**Supplied text**
Cuestionario: Understanding Long-Term Economic Growth — 10 preguntas

Preguntas y respuestas detalladas

1. What is the primary driver of long-term economic growth according to the Solow model with technical progress?

Capital accumulation alone
Exogenous technological progress
Government spending
Labor force growth

Exogenous technological progress

Explicación

The Solow model with technical progress emphasizes that long-term growth is driven by exogenous technological progress (A), which increases productivity independently of capital and labor accumulation. Capital accumulation alone leads to diminishing returns and cannot sustain growth indefinitely.

2. What does the Solow growth model predict about countries with different initial capital per worker?

They will diverge over time, with richer countries growing faster.
Poorer countries tend to grow faster and catch up to richer ones, due to diminishing returns to capital.
Growth rates are unaffected by initial capital and remain constant.
Both rich and poor countries grow at the same rate, specified by technological progress.

Poorer countries tend to grow faster and catch up to richer ones, due to diminishing returns to capital.

Explicación

The convergence hypothesis explains that poorer countries grow faster because of diminishing returns to capital, allowing them to catch up to richer countries over time, which is a core prediction of the Solow model.

3. Which of the following best describes the concept of convergence in economic growth?

Poor countries grow faster than rich countries, catching up over time
Convergence only occurs in countries with similar cultural backgrounds
All countries grow at the same rate regardless of initial income levels
Rich countries grow faster than poor countries, widening income gaps

Poor countries grow faster than rich countries, catching up over time

Explicación

Convergence hypothesis suggests that poorer countries tend to grow faster than richer ones, allowing them to catch up in income levels over time, primarily due to diminishing returns to capital and technology transfer.

4. Which component of GDP growth is not directly explained by increases in capital and labor inputs?

Total Factor Productivity (TFP).
Capital accumulation.
Labor input.
Diminishing marginal returns.

Total Factor Productivity (TFP).

Explicación

Total Factor Productivity (TFP) captures residual growth in GDP not explained by capital and labor, often attributed to technological progress or efficiency gains.

5. In the context of the Cobb-Douglas production function, what does the parameter α represent?

**Material**
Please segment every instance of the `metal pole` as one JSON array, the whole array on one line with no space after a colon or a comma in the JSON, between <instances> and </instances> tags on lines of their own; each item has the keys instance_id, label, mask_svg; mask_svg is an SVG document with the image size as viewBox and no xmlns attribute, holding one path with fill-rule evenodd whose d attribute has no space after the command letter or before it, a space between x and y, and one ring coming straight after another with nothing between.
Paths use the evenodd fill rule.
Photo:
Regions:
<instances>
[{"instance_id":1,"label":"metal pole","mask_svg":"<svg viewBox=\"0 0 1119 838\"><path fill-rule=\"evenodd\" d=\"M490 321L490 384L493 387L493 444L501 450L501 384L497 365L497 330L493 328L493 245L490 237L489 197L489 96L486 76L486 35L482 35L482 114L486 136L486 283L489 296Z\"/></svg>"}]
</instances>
==
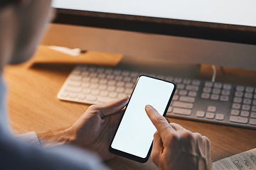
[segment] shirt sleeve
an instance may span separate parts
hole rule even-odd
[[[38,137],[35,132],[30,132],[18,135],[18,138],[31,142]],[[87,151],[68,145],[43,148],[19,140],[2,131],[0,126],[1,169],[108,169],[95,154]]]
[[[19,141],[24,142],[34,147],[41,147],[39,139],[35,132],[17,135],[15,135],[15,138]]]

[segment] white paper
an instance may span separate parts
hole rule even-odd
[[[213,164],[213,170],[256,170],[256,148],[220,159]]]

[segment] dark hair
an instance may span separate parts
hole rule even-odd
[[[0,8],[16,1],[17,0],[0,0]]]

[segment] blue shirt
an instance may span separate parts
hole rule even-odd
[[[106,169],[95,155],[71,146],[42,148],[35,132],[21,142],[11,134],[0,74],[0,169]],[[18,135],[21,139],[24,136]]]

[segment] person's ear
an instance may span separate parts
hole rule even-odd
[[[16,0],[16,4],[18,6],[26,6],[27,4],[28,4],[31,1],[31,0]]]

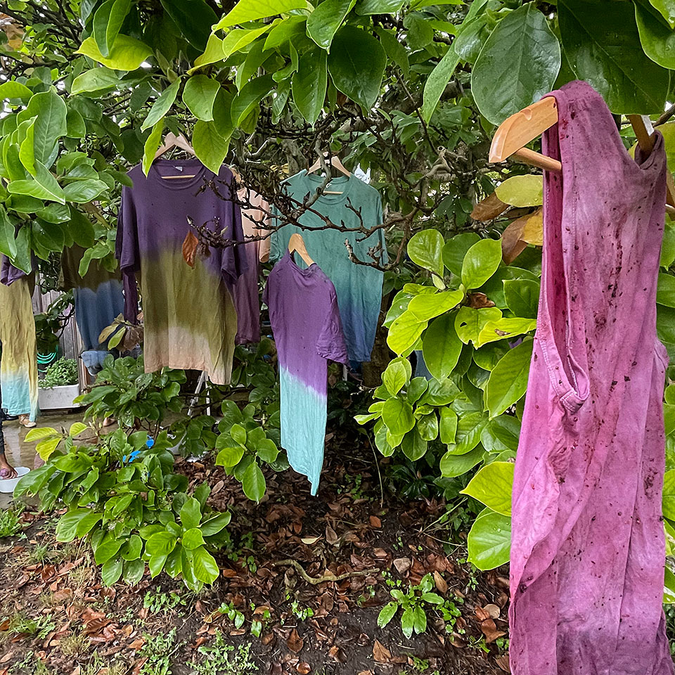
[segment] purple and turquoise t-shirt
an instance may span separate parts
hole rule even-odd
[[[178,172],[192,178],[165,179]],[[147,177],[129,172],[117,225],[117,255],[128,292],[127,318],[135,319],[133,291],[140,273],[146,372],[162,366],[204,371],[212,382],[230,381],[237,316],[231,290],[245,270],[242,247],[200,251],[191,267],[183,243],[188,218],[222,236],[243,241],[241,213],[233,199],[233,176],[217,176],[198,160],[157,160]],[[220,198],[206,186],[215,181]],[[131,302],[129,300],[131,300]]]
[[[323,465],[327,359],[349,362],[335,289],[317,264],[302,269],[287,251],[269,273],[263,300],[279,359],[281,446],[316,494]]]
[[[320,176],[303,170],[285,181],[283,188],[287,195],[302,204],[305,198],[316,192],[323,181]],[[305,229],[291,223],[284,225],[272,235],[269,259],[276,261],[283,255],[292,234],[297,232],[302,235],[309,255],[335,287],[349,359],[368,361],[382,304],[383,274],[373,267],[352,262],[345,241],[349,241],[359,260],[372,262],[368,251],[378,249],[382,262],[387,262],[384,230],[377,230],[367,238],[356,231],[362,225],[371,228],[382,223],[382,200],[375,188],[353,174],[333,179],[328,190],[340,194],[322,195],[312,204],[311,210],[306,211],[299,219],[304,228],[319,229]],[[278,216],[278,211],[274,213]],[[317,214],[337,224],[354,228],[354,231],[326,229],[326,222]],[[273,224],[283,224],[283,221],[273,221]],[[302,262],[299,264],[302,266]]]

**Description of the task**
Set down word for word the part of the economic growth quiz above that begins at "Convergence hypothesis suggests" and stops after "and technology transfer.".

**Complete output**
Convergence hypothesis suggests that poorer countries tend to grow faster than richer ones, allowing them to catch up in income levels over time, primarily due to diminishing returns to capital and technology transfer.